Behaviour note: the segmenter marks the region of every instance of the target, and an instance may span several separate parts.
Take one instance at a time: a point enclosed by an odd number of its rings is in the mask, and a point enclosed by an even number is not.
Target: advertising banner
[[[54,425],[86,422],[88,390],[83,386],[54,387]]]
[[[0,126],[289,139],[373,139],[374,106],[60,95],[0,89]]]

*****

__Exercise requirements__: Copy every line of the data above without changing any character.

__Answer to the problem__:
Behaviour note: the segmenter marks the region of every instance of the target, and an instance may span several separate parts.
Take one instance at a time: a point enclosed by an odd number of its rings is in the mask, and a point enclosed by an even number is not.
Target: advertising banner
[[[54,425],[86,422],[88,390],[83,386],[54,387]]]
[[[0,126],[289,139],[373,139],[374,106],[60,95],[0,89]]]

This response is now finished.